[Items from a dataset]
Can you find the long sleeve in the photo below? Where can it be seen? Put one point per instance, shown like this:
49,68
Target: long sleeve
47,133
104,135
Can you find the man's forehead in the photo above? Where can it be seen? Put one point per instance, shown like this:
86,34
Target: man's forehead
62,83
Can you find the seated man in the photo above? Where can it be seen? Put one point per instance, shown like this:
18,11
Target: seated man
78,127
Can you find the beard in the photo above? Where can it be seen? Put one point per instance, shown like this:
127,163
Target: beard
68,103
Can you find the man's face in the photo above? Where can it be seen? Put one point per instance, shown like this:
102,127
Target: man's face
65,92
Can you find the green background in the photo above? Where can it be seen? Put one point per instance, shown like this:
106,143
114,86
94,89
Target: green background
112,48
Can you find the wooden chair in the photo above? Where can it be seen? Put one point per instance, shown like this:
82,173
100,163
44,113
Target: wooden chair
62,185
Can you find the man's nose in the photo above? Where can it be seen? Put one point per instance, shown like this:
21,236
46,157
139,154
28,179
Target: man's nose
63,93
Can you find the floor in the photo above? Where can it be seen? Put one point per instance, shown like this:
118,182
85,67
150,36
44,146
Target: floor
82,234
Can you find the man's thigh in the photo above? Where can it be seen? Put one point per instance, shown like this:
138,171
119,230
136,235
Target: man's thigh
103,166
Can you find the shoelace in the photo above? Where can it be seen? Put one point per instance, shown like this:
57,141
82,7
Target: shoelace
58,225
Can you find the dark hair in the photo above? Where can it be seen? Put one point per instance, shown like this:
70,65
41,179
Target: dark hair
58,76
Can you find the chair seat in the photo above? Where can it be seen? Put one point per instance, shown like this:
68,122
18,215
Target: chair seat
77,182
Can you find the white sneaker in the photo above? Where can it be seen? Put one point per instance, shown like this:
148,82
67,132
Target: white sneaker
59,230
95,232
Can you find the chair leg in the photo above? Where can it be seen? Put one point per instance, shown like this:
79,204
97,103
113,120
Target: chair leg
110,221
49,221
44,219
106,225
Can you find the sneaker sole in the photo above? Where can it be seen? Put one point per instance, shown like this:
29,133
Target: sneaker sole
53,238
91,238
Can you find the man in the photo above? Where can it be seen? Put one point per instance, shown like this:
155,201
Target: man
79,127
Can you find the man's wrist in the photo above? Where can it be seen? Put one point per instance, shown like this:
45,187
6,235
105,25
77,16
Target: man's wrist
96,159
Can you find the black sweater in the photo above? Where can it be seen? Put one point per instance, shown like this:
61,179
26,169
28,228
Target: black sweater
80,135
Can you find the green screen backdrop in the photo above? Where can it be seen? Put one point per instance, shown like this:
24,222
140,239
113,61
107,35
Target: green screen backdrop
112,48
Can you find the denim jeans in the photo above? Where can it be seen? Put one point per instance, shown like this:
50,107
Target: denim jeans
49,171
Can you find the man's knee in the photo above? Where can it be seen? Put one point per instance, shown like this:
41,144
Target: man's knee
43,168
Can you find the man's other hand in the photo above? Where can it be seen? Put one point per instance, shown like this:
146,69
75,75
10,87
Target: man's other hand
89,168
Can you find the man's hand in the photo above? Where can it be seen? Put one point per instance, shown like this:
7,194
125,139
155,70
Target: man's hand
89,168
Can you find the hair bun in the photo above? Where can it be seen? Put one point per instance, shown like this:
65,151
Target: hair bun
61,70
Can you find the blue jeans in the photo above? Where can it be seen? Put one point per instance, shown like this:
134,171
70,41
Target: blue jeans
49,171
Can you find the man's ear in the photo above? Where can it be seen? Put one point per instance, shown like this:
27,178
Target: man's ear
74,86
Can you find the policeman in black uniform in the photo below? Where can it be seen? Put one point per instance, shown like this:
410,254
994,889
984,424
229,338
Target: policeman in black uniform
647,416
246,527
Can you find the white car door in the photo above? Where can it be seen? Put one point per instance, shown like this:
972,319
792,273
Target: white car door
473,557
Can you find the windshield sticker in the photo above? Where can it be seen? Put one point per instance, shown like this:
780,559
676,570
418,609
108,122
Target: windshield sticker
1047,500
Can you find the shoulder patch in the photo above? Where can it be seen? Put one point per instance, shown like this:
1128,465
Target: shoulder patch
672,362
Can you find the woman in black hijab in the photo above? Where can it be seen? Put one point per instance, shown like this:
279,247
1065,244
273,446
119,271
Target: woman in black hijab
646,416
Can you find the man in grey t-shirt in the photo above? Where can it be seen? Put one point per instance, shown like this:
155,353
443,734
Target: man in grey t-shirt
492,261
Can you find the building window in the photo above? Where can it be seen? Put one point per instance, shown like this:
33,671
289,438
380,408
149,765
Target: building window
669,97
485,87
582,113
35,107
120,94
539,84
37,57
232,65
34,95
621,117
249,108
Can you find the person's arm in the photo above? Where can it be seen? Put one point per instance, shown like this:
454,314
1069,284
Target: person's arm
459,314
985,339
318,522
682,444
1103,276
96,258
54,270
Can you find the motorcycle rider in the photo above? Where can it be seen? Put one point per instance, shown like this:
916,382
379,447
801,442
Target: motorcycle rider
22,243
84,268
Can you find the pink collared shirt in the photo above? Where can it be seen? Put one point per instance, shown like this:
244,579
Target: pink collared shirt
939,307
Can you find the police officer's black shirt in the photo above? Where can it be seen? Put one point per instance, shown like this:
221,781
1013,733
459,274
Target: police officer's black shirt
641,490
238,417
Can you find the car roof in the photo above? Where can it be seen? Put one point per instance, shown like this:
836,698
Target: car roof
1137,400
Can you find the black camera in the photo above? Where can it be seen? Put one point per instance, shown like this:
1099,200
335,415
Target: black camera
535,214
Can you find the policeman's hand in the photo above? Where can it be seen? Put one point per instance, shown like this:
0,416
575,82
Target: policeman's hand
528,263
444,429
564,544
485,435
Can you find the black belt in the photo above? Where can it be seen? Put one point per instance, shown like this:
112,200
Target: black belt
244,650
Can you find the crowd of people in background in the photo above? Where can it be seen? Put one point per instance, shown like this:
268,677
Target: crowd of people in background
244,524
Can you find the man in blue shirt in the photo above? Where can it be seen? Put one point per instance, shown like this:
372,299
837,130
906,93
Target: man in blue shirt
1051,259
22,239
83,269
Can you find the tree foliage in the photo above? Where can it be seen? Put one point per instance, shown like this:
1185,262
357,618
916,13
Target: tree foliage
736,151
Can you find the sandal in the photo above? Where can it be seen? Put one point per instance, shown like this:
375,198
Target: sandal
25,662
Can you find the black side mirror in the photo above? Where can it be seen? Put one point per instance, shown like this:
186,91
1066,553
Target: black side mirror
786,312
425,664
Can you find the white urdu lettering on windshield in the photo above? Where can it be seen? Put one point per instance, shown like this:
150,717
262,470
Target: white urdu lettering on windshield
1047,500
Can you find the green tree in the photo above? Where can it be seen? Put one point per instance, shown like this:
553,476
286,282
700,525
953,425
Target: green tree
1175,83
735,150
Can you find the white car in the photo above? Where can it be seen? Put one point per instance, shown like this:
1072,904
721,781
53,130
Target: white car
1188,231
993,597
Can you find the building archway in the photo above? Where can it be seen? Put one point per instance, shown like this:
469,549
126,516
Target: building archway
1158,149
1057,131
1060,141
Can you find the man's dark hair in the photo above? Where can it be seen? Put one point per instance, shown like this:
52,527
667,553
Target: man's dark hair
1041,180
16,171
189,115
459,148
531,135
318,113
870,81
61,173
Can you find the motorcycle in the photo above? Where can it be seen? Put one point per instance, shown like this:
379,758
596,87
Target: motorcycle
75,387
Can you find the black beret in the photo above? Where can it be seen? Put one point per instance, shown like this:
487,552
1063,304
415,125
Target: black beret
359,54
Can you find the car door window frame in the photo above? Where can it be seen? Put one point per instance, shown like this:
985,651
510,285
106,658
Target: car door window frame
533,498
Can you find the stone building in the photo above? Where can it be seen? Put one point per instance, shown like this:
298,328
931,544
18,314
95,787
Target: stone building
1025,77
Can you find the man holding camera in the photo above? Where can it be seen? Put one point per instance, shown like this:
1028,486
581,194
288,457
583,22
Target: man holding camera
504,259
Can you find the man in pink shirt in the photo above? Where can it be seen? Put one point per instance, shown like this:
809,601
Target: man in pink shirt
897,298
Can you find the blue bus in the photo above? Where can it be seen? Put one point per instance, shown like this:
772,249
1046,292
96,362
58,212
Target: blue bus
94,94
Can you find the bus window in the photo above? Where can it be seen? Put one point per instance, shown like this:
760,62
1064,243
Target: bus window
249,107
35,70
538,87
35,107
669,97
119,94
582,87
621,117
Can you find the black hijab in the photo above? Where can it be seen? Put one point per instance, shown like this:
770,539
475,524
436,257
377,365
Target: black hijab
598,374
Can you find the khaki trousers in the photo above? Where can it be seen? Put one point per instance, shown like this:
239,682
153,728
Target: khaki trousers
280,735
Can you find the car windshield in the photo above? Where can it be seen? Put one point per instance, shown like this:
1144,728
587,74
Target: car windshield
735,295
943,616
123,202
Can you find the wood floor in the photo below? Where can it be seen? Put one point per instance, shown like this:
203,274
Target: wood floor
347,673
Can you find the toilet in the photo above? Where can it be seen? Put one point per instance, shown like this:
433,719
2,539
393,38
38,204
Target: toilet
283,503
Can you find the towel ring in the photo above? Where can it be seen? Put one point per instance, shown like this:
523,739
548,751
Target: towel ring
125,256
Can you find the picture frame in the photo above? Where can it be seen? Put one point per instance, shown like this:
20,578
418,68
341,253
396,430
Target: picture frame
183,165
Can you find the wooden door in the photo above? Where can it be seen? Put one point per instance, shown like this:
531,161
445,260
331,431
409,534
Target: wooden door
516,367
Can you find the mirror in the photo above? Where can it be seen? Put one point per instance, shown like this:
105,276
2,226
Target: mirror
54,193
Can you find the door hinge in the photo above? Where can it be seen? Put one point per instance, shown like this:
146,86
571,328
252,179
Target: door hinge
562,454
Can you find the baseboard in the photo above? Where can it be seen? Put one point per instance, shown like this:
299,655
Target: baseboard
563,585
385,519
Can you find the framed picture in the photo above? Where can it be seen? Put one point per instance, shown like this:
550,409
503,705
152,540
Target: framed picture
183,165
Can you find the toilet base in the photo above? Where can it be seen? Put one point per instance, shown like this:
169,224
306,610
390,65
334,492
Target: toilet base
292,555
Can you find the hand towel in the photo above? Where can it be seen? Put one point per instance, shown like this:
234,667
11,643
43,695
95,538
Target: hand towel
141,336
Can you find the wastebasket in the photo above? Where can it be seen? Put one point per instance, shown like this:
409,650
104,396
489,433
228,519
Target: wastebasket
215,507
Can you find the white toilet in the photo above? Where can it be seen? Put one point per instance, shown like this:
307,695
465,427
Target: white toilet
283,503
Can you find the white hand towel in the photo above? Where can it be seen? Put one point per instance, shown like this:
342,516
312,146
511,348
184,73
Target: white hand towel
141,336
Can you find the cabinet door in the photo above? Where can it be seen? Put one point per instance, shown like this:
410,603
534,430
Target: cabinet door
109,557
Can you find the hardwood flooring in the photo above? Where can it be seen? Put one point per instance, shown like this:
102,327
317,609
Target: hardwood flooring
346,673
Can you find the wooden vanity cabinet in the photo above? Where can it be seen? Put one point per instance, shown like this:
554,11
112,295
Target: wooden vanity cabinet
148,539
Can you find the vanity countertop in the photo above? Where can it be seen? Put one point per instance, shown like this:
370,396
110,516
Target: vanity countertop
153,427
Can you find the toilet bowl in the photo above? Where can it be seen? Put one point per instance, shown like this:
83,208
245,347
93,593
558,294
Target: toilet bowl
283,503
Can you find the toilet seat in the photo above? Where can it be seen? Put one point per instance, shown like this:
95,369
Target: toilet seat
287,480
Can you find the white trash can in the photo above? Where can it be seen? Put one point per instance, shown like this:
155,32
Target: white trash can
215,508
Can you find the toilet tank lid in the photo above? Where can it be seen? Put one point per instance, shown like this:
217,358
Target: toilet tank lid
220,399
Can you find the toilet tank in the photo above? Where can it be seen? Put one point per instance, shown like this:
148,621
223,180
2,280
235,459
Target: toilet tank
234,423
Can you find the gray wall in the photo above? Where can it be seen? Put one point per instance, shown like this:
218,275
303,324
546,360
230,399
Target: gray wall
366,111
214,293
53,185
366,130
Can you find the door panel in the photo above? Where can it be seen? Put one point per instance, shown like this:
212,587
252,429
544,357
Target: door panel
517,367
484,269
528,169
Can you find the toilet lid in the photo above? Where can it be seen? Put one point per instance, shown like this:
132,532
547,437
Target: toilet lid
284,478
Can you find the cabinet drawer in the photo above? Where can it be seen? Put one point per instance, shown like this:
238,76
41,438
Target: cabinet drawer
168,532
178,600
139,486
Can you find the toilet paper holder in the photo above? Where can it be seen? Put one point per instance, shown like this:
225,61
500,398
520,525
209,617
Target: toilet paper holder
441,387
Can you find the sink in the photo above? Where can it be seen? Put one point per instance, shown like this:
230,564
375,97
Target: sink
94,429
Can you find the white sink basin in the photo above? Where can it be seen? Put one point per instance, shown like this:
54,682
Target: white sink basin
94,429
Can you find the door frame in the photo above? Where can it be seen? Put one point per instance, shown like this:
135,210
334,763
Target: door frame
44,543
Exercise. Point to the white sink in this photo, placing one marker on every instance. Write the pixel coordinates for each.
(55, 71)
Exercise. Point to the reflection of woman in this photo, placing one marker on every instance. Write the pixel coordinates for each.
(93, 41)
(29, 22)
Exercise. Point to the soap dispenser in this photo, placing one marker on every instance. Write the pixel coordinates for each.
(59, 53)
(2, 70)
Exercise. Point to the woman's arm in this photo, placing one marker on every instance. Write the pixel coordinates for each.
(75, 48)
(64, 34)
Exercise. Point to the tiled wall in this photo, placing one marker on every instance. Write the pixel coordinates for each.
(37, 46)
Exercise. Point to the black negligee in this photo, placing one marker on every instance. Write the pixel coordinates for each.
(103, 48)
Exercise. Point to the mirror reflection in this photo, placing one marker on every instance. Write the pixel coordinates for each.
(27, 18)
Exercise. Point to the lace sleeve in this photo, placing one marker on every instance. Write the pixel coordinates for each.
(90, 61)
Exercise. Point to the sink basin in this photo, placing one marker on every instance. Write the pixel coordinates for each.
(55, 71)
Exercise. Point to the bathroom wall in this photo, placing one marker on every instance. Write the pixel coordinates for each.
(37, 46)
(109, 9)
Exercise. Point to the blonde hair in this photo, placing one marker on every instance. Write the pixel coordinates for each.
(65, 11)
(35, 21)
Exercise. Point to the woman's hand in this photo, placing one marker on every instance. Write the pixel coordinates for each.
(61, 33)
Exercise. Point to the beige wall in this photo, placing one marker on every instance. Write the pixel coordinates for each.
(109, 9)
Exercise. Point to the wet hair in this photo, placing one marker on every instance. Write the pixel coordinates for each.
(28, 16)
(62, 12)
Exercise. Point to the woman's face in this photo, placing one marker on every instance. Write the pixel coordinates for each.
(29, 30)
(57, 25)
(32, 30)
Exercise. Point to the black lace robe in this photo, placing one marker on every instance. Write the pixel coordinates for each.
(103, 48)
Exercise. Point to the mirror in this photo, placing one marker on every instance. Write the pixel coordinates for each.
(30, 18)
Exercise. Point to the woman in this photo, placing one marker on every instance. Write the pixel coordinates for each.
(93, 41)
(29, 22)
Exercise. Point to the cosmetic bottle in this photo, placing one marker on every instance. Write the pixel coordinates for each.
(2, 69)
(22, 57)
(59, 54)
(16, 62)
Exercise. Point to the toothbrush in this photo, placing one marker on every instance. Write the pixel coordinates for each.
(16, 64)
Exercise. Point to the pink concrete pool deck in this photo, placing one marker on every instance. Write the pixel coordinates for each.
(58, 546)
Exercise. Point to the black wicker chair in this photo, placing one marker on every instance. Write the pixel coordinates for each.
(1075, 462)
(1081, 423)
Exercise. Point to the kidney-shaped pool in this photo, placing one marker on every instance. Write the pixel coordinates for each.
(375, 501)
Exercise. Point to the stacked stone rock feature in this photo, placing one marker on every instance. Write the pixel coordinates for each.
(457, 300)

:: About this task ::
The answer is every line in the data where the word "below" appears.

:: Response to the exercise ::
Can you find the long sleeve in the photo below? Where can it be seen? Put one point per instance, shown like this:
Can you find the policeman in black uniform in the photo below? Where can it be seen? Put one point per instance, shown like this:
Can you find the wood floor in the photo below? Where can it be seen? Put one point per instance, shown like this:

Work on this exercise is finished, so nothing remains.